EXERCISE AIM> Copy the entries from the first line through the line containing "[(205, 5), (0, 13), (0, 873), (1320, 876), (1320, 7)]", requests included, and shift every point coordinate in the answers up by 37.

# start of SUPPLIED DATA

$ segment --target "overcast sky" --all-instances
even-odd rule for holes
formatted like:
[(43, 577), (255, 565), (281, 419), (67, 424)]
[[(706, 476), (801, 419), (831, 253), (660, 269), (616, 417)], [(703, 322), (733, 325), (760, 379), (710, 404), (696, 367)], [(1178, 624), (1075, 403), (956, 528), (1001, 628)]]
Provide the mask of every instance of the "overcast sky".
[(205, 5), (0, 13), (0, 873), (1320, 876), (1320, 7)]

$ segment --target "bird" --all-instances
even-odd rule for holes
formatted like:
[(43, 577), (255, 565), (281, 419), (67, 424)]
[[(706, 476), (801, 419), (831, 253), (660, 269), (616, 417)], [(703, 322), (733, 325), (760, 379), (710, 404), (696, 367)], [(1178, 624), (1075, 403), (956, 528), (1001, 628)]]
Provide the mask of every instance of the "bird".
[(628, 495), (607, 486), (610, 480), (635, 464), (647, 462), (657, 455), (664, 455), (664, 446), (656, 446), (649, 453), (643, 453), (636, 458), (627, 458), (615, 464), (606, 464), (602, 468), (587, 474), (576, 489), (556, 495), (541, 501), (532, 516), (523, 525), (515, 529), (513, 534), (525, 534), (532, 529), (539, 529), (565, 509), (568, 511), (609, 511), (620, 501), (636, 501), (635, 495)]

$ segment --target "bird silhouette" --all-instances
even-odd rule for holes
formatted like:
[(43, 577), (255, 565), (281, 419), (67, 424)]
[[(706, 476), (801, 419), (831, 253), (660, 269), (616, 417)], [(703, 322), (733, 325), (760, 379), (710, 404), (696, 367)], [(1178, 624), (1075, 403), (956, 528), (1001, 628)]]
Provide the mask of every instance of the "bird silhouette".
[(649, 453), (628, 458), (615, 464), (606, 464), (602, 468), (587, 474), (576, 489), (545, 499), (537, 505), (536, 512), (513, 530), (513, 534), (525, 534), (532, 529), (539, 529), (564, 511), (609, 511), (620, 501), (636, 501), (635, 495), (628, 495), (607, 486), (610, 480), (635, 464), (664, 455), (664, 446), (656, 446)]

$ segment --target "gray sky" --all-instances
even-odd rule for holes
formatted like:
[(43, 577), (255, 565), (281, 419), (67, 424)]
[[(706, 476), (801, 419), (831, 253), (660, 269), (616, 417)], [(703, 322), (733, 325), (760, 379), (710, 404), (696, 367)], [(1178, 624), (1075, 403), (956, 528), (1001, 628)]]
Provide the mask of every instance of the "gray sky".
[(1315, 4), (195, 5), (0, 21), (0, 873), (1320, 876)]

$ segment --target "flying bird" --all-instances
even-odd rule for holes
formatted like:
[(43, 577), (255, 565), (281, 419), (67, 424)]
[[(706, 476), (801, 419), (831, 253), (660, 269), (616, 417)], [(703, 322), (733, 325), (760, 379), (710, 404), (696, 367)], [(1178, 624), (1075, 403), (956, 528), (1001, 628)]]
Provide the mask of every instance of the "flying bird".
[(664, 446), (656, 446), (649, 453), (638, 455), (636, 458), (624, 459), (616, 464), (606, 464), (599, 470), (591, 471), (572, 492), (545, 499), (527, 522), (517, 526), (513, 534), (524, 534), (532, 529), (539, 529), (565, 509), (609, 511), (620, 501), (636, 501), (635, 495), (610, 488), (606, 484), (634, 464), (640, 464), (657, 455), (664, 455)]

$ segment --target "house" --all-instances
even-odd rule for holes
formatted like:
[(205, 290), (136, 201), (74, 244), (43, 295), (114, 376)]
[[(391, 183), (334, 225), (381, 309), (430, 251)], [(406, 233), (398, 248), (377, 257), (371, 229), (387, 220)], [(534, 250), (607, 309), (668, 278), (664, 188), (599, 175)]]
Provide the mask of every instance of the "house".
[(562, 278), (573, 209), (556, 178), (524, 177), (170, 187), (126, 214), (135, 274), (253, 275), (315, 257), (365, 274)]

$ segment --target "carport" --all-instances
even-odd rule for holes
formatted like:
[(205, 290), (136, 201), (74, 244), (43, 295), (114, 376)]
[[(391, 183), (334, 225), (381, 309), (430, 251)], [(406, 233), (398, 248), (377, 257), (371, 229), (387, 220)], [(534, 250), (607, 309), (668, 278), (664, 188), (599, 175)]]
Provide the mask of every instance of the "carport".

# end of SUPPLIED DATA

TASK SOLUTION>
$ segment --target "overcast sky" --all-instances
even-odd rule for holes
formatted like:
[(43, 577), (255, 565), (281, 419), (67, 424)]
[[(706, 476), (801, 419), (831, 253), (660, 269), (616, 417)], [(703, 322), (733, 325), (760, 379), (710, 404), (696, 367)], [(1178, 624), (1075, 403), (956, 528), (1001, 628)]]
Provide the mask of every instance of the "overcast sky".
[(242, 42), (37, 50), (37, 910), (1357, 913), (1357, 44)]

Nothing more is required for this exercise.